**Given passage**
────────────────────
Breaking the abuser’s control

The Financial Abuse Code, launched in 2018 and refreshed in 2021, provides guidance to financial services firms on supporting victim-survivors with first steps to regaining control of their finances - via measures such as opening new accounts with non-standard documentation, applying non-geographic sort codes to safeguard the victim’s location, flexibility on change of address processes, issuing new payment cards / passbooks and resetting the customer’s digital access. Economic abuse also became a recognised criminal offence via the Domestic Abuse Act 2021. 

Moving to full financial independence

“From control to financial freedom” is the start of the next step. This report published by UK Finance with the assistance of the charity Surviving Economic Abuse and experts from the financial and legal sector (the BSA included) looks at the more complex issues inhibiting victim-survivors of economic abuse from gaining full, stable financial independence. 

It highlights three issues which can cause the victim-survivor ongoing harm even when the perpetrator’s direct control of their finances has been dismantled:

  • Debt accrued as a result of victim-survivors being coerced into taking out loans

  • Separation of joint financial services products – particularly mortgages and other loans

  • Perpetrators using payment references to send abusive messages to their victims.

None of these issues have an instant solution and further work is needed to come up with solutions which are victim-survivor-supportive but balance the needs of all parties involved – some of these solutions will require action by government and other stakeholders outside of financial services. 
More importantly, this represents a strong commitment to translating policy recommendations into real solutions to give back sustained financial independence to victim-survivors of economic abuse.
────────────────────
**Data excerpts**
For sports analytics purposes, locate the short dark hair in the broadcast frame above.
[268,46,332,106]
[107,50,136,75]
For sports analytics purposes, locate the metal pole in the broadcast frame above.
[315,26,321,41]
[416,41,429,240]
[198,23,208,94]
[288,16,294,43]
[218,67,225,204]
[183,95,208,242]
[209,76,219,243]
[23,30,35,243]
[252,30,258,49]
────────────────────
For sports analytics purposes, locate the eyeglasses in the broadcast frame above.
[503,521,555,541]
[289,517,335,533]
────────────────────
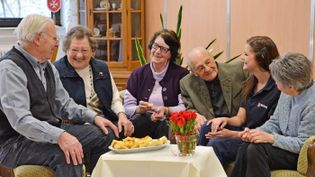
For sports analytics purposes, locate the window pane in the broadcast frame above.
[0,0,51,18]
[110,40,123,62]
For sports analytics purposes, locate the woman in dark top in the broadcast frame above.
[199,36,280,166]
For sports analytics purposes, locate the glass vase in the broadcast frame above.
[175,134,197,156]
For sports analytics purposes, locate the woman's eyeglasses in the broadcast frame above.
────────────────────
Answer these questions about the passage on economic abuse:
1. In what year was the Financial Abuse Code first launched?
2. Which law made economic abuse a recognized criminal offense?
3. Which charity helped UK Finance with the report "From control to financial freedom"?

**Task solution**
1. 2018
2. The Domestic Abuse Act 2021
3. Surviving Economic Abuse